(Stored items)
_ _ _ _

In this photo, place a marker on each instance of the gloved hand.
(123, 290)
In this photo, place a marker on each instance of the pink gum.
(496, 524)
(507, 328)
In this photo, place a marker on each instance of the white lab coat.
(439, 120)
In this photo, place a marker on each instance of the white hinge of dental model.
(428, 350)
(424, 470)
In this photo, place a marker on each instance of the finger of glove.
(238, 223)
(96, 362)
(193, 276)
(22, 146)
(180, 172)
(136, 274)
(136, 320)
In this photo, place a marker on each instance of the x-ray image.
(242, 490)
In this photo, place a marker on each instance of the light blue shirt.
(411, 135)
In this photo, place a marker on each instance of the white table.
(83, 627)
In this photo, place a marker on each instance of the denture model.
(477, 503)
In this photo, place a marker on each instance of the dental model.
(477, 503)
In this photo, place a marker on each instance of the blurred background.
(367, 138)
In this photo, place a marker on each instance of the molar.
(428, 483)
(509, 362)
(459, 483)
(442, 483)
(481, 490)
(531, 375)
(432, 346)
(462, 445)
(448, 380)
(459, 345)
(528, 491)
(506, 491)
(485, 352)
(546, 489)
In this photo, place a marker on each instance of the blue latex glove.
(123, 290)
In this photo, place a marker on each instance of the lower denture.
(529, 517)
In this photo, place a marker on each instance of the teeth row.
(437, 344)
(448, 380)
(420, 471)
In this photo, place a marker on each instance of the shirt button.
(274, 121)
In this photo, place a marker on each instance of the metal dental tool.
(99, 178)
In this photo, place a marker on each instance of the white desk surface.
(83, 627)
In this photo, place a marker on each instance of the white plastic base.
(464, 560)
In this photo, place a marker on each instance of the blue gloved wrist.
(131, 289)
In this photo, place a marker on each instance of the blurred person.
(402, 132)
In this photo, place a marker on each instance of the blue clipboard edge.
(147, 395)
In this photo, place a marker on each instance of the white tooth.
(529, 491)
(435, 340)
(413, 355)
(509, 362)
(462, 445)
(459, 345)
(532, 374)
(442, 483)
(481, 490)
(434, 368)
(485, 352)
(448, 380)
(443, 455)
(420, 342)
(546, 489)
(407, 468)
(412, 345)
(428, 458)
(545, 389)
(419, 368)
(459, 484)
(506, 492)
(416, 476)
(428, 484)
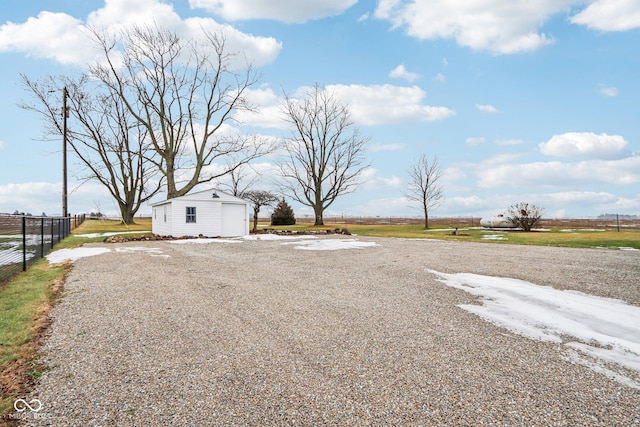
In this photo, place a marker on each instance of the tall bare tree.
(183, 91)
(109, 142)
(259, 198)
(424, 184)
(525, 215)
(324, 155)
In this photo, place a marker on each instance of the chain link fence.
(25, 239)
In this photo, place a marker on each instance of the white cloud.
(380, 104)
(440, 78)
(475, 140)
(65, 39)
(506, 142)
(560, 175)
(498, 26)
(369, 105)
(610, 15)
(386, 147)
(55, 36)
(39, 197)
(574, 144)
(609, 91)
(486, 108)
(282, 10)
(370, 180)
(363, 17)
(400, 72)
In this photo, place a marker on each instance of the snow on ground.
(277, 237)
(149, 251)
(94, 235)
(330, 244)
(74, 254)
(311, 243)
(202, 241)
(493, 237)
(603, 329)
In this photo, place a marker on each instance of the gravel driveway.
(263, 333)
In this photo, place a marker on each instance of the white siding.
(221, 216)
(161, 221)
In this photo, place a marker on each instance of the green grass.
(24, 302)
(549, 237)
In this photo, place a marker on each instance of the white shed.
(211, 213)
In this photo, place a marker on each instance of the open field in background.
(579, 233)
(592, 223)
(28, 297)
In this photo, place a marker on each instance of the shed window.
(191, 214)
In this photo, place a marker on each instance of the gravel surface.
(262, 333)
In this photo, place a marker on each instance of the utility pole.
(65, 116)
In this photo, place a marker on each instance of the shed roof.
(212, 194)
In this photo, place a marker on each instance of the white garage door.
(234, 220)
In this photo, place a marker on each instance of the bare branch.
(324, 154)
(424, 185)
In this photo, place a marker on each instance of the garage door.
(234, 220)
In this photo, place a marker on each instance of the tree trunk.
(318, 211)
(426, 217)
(127, 215)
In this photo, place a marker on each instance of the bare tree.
(324, 155)
(524, 215)
(424, 185)
(183, 91)
(109, 142)
(259, 198)
(240, 180)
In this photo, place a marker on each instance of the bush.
(283, 214)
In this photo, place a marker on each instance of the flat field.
(338, 330)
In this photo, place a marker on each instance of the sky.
(521, 101)
(600, 333)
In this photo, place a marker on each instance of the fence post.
(24, 243)
(41, 237)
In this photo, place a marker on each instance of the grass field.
(554, 236)
(26, 300)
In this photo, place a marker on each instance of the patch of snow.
(150, 251)
(606, 329)
(74, 254)
(494, 237)
(94, 235)
(270, 236)
(202, 241)
(331, 244)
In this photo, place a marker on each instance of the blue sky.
(534, 101)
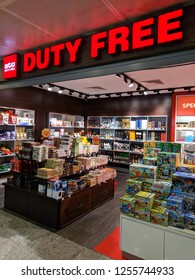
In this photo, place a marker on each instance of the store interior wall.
(44, 102)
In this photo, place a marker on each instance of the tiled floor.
(22, 240)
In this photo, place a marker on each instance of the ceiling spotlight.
(138, 88)
(131, 84)
(126, 80)
(49, 88)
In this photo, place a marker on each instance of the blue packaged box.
(127, 205)
(189, 199)
(142, 172)
(167, 163)
(175, 204)
(159, 215)
(185, 182)
(176, 220)
(161, 188)
(147, 185)
(189, 220)
(133, 186)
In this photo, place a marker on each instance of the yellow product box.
(160, 216)
(144, 200)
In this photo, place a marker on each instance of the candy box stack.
(184, 182)
(149, 161)
(158, 202)
(147, 185)
(189, 199)
(159, 215)
(127, 205)
(189, 220)
(175, 204)
(133, 186)
(142, 172)
(151, 152)
(143, 204)
(176, 220)
(162, 189)
(160, 145)
(186, 168)
(144, 200)
(168, 147)
(167, 163)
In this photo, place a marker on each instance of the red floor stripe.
(110, 246)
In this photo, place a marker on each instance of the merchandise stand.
(154, 242)
(57, 213)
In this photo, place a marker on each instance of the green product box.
(167, 163)
(133, 186)
(127, 205)
(159, 202)
(151, 152)
(160, 145)
(142, 171)
(168, 147)
(147, 185)
(159, 216)
(176, 148)
(144, 201)
(150, 161)
(162, 189)
(142, 215)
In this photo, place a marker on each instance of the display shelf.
(167, 243)
(19, 124)
(7, 140)
(144, 127)
(11, 155)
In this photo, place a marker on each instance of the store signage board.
(186, 105)
(164, 29)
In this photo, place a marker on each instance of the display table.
(154, 242)
(56, 213)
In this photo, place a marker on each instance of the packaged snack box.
(189, 220)
(127, 205)
(144, 201)
(142, 215)
(133, 186)
(159, 215)
(142, 172)
(185, 182)
(175, 204)
(176, 220)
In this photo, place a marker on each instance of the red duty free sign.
(149, 32)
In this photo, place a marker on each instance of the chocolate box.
(175, 204)
(133, 186)
(159, 215)
(144, 201)
(167, 163)
(143, 215)
(189, 220)
(127, 205)
(150, 161)
(147, 185)
(176, 220)
(142, 172)
(162, 189)
(185, 182)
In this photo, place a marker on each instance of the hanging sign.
(151, 32)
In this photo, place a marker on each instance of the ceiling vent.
(159, 82)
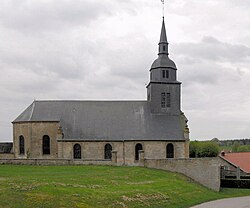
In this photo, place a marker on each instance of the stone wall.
(33, 133)
(205, 171)
(6, 156)
(54, 162)
(125, 150)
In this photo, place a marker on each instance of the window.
(168, 100)
(170, 150)
(46, 145)
(77, 151)
(138, 147)
(21, 145)
(165, 100)
(165, 73)
(108, 151)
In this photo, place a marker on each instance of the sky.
(103, 50)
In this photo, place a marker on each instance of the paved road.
(239, 202)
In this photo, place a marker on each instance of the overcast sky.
(95, 50)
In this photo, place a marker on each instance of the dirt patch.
(91, 186)
(145, 198)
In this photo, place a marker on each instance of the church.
(96, 130)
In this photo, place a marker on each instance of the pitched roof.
(105, 120)
(241, 159)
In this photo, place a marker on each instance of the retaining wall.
(205, 171)
(54, 162)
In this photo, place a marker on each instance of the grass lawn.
(101, 186)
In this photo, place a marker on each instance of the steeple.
(163, 90)
(163, 44)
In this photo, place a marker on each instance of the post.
(141, 157)
(114, 157)
(238, 173)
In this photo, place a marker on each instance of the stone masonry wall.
(205, 171)
(33, 133)
(125, 151)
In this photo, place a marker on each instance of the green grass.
(101, 186)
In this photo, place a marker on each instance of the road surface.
(239, 202)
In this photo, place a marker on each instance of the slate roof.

_ _ _ _

What are the lines from the one with "the grass lawn." through the last line of the records above? Quote them exactly and add nothing.

▸ Output:
In this photo, place a marker on each instance of the grass lawn.
(101, 186)
In this photo, place a marker on each instance of the steeple.
(163, 90)
(163, 44)
In this photo, place a marker on each instance of the post.
(141, 157)
(114, 157)
(238, 173)
In this photo, place a marker on each instance of the stone masonry wall.
(205, 171)
(33, 133)
(125, 151)
In this photo, place a marker on each instance of the green grass.
(101, 186)
In this photo, place a marker on each instance of the road surface.
(239, 202)
In this photo, place a marker on each instance of the slate roof.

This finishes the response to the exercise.